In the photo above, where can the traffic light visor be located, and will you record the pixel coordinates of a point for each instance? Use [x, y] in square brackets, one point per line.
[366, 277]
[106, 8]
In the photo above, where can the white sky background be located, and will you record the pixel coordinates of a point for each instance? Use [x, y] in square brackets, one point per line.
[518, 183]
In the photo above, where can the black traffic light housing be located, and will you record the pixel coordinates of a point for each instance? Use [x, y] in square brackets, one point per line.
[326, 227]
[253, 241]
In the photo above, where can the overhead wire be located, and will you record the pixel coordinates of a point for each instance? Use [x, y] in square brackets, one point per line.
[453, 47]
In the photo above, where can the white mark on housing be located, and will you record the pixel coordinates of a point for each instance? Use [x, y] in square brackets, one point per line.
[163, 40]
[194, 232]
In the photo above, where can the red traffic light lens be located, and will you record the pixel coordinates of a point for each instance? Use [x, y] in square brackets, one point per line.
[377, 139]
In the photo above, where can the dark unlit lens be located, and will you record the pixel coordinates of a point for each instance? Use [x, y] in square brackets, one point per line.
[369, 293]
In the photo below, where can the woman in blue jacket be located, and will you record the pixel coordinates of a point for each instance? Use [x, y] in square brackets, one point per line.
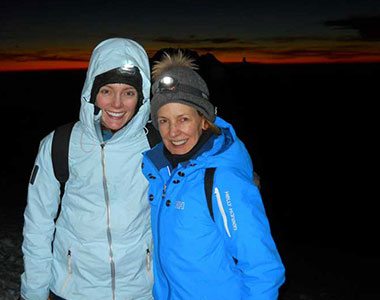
[233, 257]
[102, 240]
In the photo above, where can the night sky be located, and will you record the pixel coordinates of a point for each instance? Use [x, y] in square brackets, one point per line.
[61, 34]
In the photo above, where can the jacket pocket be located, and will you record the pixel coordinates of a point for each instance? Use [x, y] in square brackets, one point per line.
[69, 271]
[148, 264]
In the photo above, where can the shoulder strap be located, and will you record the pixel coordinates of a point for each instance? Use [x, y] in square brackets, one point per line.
[153, 134]
[60, 153]
[209, 182]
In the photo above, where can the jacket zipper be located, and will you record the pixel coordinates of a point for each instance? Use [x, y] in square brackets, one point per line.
[163, 196]
[109, 235]
[69, 271]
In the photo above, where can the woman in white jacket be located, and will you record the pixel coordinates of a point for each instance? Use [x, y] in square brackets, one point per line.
[101, 240]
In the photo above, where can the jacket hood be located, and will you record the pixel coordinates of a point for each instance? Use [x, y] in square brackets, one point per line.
[107, 55]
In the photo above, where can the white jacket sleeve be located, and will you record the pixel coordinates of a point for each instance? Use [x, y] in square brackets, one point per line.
[38, 231]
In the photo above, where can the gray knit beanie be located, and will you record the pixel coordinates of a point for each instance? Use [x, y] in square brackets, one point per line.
[176, 81]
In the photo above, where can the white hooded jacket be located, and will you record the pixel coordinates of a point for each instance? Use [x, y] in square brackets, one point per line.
[102, 243]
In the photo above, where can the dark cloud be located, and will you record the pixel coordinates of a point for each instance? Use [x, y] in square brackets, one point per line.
[35, 56]
[367, 27]
[192, 40]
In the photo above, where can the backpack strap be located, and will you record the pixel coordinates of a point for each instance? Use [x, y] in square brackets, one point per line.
[153, 135]
[60, 153]
[209, 182]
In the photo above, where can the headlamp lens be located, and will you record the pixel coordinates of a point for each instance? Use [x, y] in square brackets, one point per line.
[167, 83]
[128, 69]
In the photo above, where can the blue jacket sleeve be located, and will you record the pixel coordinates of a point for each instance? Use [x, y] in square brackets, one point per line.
[40, 211]
[241, 219]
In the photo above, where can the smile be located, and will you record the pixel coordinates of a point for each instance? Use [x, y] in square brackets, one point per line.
[115, 114]
[178, 143]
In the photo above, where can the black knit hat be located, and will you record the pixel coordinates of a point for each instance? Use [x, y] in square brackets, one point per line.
[129, 76]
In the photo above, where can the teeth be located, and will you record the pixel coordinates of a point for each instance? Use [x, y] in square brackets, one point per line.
[179, 143]
[114, 114]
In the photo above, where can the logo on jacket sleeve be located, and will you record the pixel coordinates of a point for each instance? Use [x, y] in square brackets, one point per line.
[180, 205]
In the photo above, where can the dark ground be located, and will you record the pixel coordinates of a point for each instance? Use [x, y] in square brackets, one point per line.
[311, 132]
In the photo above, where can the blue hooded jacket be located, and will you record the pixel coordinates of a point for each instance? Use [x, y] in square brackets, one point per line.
[232, 258]
[102, 243]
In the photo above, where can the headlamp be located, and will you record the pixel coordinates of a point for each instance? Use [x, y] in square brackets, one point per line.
[128, 69]
[170, 84]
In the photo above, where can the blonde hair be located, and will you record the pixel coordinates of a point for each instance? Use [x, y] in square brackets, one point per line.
[178, 59]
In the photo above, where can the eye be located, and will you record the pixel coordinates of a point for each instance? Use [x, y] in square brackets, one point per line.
[104, 91]
[130, 93]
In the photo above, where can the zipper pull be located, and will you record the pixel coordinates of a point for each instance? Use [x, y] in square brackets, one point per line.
[69, 270]
[148, 260]
[164, 191]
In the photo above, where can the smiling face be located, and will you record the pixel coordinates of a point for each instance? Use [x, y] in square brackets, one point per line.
[180, 127]
[117, 102]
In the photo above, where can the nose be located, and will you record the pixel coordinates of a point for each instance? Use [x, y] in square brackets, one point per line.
[173, 130]
[117, 100]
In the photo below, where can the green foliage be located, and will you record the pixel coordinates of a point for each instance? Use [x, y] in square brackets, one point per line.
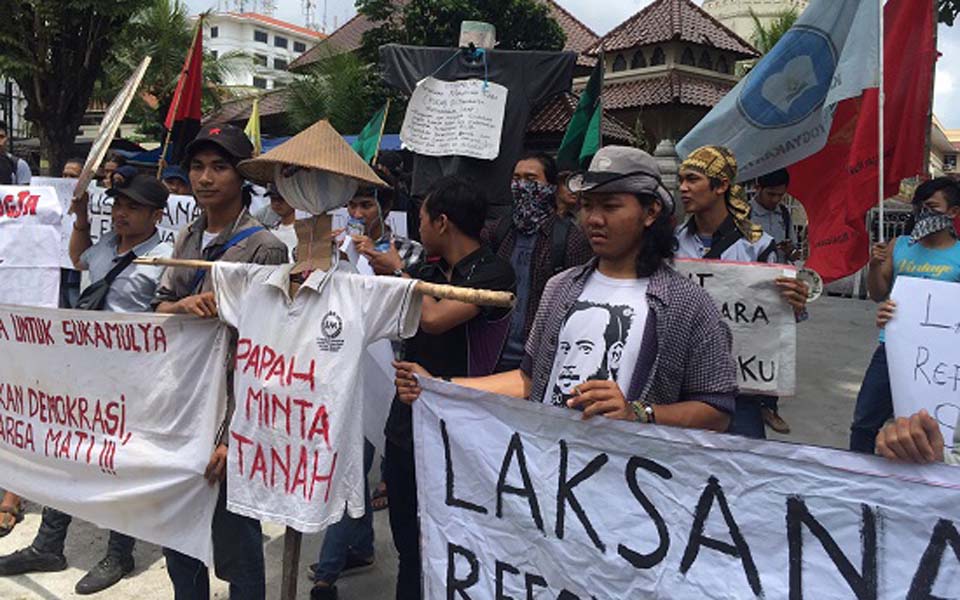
[765, 37]
[521, 24]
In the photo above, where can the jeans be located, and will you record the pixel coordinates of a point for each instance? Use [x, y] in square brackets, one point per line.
[237, 559]
[349, 537]
[747, 419]
[400, 476]
[53, 532]
[874, 404]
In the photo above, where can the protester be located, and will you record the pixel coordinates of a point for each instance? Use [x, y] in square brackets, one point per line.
[917, 439]
[719, 228]
[930, 251]
[567, 203]
[225, 231]
[13, 170]
[176, 181]
[451, 217]
[623, 336]
[118, 286]
[537, 242]
[769, 212]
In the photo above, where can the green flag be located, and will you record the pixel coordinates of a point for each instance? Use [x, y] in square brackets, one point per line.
[583, 138]
[367, 144]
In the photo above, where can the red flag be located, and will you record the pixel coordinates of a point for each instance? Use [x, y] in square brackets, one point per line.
[838, 185]
[183, 118]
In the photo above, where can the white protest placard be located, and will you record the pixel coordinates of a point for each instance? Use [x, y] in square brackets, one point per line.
[536, 503]
[112, 417]
[455, 118]
[30, 246]
[763, 325]
[922, 343]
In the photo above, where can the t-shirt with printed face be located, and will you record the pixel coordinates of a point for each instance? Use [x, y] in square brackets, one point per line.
[601, 336]
[296, 438]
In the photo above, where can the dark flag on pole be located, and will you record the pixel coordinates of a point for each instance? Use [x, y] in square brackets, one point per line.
[183, 118]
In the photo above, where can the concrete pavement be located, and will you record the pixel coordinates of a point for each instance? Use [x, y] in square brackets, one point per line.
[834, 347]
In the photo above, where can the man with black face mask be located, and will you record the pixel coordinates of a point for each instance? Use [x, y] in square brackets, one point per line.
[537, 242]
[931, 251]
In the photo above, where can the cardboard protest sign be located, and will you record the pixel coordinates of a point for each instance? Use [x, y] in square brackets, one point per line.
[111, 418]
[108, 127]
[923, 351]
[30, 246]
[447, 118]
[180, 212]
[538, 503]
[764, 326]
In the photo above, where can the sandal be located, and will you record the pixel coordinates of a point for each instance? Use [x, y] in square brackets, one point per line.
[16, 512]
[379, 499]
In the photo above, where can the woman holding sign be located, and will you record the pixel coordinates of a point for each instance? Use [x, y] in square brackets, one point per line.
[931, 251]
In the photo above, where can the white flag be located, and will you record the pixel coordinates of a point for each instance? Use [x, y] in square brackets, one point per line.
[781, 112]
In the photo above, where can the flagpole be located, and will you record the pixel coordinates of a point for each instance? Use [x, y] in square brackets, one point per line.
[383, 125]
[880, 102]
[178, 93]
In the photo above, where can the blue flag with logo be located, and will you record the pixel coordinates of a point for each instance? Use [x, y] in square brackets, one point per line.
[781, 112]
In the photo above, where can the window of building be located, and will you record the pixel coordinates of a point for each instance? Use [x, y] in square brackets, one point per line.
[722, 66]
[705, 62]
[658, 58]
[619, 63]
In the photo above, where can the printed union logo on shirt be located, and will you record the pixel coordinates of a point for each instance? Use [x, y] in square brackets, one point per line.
[331, 326]
[788, 86]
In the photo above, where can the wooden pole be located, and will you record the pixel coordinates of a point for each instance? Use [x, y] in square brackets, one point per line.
[437, 290]
[178, 93]
[291, 564]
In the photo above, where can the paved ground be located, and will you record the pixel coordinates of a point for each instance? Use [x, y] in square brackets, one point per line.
[834, 349]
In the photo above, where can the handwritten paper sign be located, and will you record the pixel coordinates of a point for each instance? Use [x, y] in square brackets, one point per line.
[763, 324]
[447, 118]
[111, 417]
[537, 503]
[923, 351]
[30, 246]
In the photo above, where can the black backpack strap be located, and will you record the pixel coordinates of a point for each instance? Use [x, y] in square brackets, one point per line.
[558, 244]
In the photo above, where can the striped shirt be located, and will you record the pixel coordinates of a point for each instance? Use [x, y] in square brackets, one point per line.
[685, 353]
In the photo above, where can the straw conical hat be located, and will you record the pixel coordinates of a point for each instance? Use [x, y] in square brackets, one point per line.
[317, 147]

______

[Exercise instructions]
Copy the lines of the records above verbatim, starting at the line containing "In the photo above, where can the striped" and ending at the last line of the records, both ends included.

[Expected output]
In the photo above, where can the striped shirt be located, and will you record the pixel coordinates of a point for each instance? Use [x, y] in square brackets, one point per line.
[685, 353]
In the photo above, where can the straw conical hat be located, and will you record the pixel coordinates of a point for each instance? Use [x, y] in square brackets, one point per line.
[317, 147]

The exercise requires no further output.